- **Text shown**
:::::
DARDEN RESTAURANTS, INC.

2002 STOCK INCENTIVE PLAN

 

Section 1. Purpose

The purpose of the Plan is to promote the interests of the

Company and its shareholders by aiding the Company in attracting and retaining

employees, officers, consultants, advisors and non-employee Directors capable of

assuring the future success of the Company, to offer such persons incentives to

put forth maximum efforts for the success of the Company's business and to

compensate such persons through various stock-based arrangements and provide

them with opportunities for stock ownership in the Company, thereby aligning the

interests of such persons with the Company's shareholders.

Section 2. Definitions

As used in the Plan, the following terms shall have the meanings

set forth below:

(a) "Affiliate" shall mean (i) any entity that, directly or

indirectly through one or more intermediaries, is controlled by the Company and

(ii) any entity in which the Company has a significant equity interest, in each

case as determined by the Committee.
:::::
- **Items**
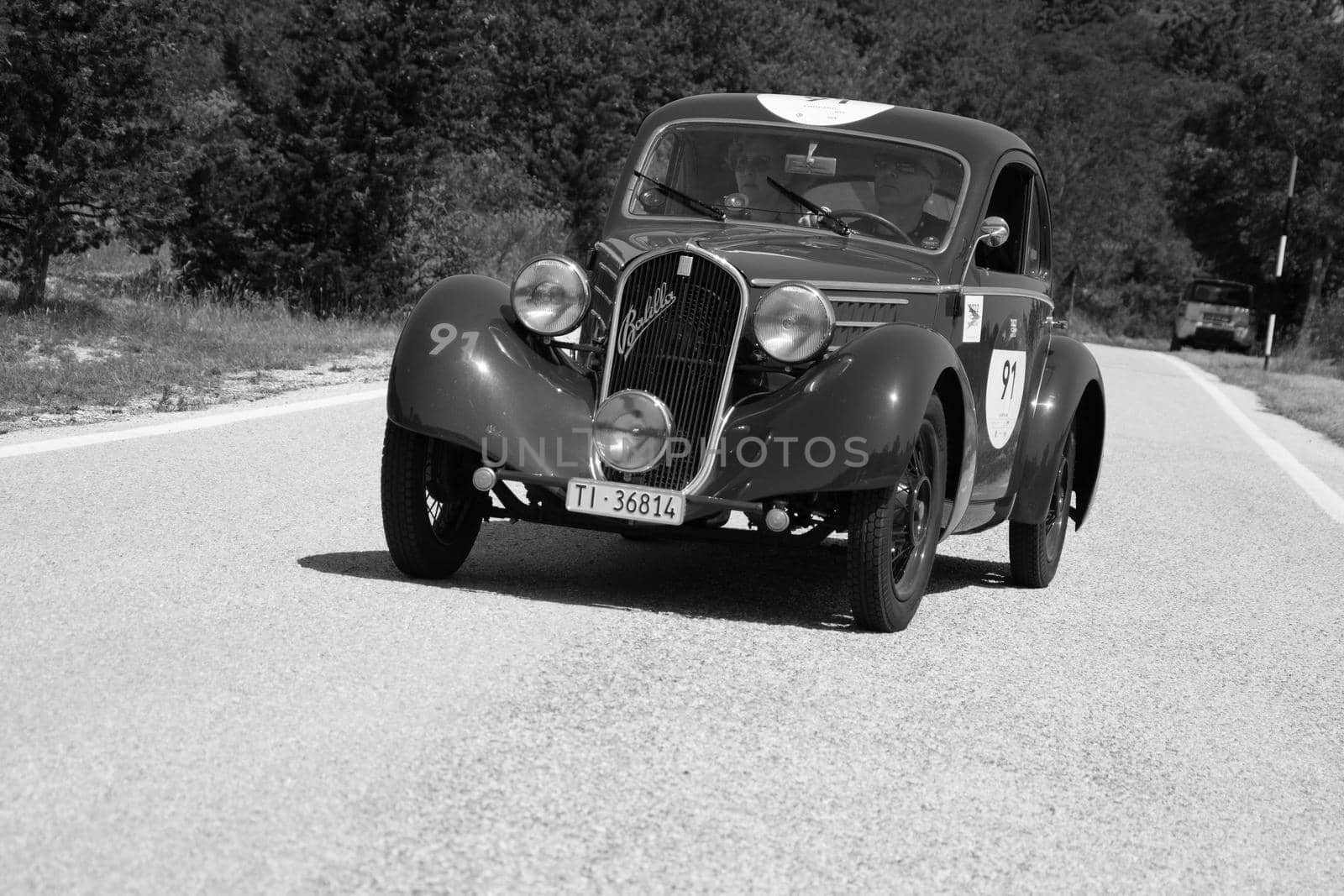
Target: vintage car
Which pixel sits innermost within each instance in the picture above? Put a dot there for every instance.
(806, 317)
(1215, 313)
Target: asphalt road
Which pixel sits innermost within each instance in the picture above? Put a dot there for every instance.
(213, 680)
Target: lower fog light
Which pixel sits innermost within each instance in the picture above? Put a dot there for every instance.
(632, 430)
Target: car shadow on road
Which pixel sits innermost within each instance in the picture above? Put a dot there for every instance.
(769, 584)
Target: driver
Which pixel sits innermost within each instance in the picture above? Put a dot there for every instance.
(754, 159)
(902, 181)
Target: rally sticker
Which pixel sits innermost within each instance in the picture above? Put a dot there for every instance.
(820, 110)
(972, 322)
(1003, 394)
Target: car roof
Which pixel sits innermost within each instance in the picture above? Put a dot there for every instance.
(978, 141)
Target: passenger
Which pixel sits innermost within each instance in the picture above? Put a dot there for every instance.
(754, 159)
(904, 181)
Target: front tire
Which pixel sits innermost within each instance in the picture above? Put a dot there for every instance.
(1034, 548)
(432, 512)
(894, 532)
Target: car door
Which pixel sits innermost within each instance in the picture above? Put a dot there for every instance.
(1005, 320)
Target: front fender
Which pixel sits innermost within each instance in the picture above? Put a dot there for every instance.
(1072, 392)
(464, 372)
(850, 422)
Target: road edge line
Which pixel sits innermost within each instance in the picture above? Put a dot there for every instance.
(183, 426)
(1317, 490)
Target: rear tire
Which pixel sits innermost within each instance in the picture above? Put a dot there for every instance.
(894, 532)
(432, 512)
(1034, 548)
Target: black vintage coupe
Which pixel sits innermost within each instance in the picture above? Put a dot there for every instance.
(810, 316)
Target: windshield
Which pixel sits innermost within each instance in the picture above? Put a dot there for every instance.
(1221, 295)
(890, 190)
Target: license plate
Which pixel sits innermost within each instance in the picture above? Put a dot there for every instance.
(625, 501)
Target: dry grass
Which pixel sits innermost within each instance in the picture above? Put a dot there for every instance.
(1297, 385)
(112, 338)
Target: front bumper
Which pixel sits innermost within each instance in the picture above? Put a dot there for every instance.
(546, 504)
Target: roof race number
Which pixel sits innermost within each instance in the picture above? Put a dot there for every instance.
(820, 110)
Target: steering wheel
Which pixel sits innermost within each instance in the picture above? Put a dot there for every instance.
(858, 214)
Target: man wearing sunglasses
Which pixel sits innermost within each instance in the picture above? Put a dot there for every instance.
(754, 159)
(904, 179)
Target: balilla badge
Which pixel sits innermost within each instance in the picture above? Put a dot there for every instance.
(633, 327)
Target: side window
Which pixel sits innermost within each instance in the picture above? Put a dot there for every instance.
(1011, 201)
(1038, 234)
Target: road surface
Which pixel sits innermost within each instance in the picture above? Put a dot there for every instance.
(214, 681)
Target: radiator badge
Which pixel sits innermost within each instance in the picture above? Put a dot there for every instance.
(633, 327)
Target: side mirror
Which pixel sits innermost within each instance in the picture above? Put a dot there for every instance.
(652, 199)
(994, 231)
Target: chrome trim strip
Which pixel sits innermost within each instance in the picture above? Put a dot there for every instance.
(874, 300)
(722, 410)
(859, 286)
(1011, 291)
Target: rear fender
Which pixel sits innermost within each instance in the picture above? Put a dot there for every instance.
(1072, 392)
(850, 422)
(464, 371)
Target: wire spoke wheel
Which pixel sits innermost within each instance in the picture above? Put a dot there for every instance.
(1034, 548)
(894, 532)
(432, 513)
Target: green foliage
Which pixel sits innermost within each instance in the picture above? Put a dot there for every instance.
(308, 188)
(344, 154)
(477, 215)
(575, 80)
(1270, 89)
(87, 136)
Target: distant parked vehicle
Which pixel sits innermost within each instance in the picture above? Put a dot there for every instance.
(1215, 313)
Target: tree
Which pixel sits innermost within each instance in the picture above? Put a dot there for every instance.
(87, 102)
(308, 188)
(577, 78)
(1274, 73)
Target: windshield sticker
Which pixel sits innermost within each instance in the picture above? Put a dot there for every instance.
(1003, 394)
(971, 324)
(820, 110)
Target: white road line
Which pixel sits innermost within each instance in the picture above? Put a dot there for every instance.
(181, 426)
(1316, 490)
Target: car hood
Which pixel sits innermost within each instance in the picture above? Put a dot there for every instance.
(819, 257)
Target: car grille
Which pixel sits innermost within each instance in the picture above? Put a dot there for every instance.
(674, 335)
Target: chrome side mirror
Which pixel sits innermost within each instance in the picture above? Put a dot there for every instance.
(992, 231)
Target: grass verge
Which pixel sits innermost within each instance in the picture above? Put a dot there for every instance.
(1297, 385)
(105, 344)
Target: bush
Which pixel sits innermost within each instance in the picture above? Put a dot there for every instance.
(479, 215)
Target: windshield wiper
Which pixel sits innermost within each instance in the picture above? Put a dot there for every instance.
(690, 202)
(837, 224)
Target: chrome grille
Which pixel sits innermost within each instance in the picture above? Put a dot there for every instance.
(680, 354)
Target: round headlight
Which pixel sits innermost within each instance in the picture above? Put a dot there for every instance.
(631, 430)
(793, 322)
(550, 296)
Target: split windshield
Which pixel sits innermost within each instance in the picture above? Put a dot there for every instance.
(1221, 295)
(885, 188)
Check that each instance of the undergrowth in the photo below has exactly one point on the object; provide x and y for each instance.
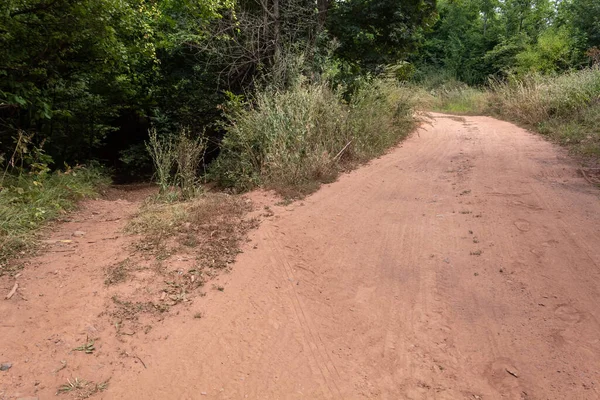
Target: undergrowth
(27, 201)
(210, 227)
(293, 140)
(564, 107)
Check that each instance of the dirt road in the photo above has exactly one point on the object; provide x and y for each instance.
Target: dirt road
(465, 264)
:::::
- **To-do list**
**A.** According to the stock incentive plan text, what is the purpose of compensating eligible persons through stock-based arrangements and giving them opportunities for stock ownership? Answer in one to three sentences.
**B.** Under the stock incentive plan text, who decides whether an entity counts as an "Affiliate"?
**C.** Pick up the stock incentive plan text after its last sentence and write the next part.

- **Outputs for the tasks**
**A.** The plan uses stock-based compensation and stock ownership opportunities to align the interests of employees, officers, consultants, advisors and non-employee Directors with those of the Company's shareholders. This supports the plan's broader purpose of promoting the interests of the Company and its shareholders by attracting and retaining people capable of assuring the Company's future success.

**B.** The Committee.

**C.**
(b) "Award" shall mean any Option, Stock Appreciation Right,

Restricted Stock, Restricted Stock Unit, Dividend Equivalent, Stock Award or

Other Stock-Based Award granted under the Plan.

(c) "Award Agreement" shall mean any written agreement, contract

or other instrument or document evidencing an Award granted under the Plan. Each

Award Agreement shall be subject to the applicable terms and conditions of the

Plan and any other terms and conditions (not inconsistent with the Plan)

determined by the Committee.

(d) "Board" shall mean the Board of Directors of the Company.

(e) "Code" shall mean the Internal Revenue Code of 1986, as

amended from time to time, and any regulations promulgated thereunder.

(f) "Committee" shall mean the Compensation Committee of the

Board. The Committee shall be comprised of not less than such number of

Directors as shall be required to permit Awards granted under the Plan to

qualify under Rule 16b-3, and each member of the Committee shall be a

"Non-Employee Director" within the meaning of Rule 16b-3 and an "outside

director" within the meaning of Section 162(m) of the Code. The Company expects

to have the Plan administered in accordance with the requirements for the award

of "qualified performance-based compensation" within the meaning of Section

162(m) of the Code.

(g) "Company" shall mean Darden Restaurants, Inc., a Florida

corporation.

(h) "Director" shall mean a member of the Board.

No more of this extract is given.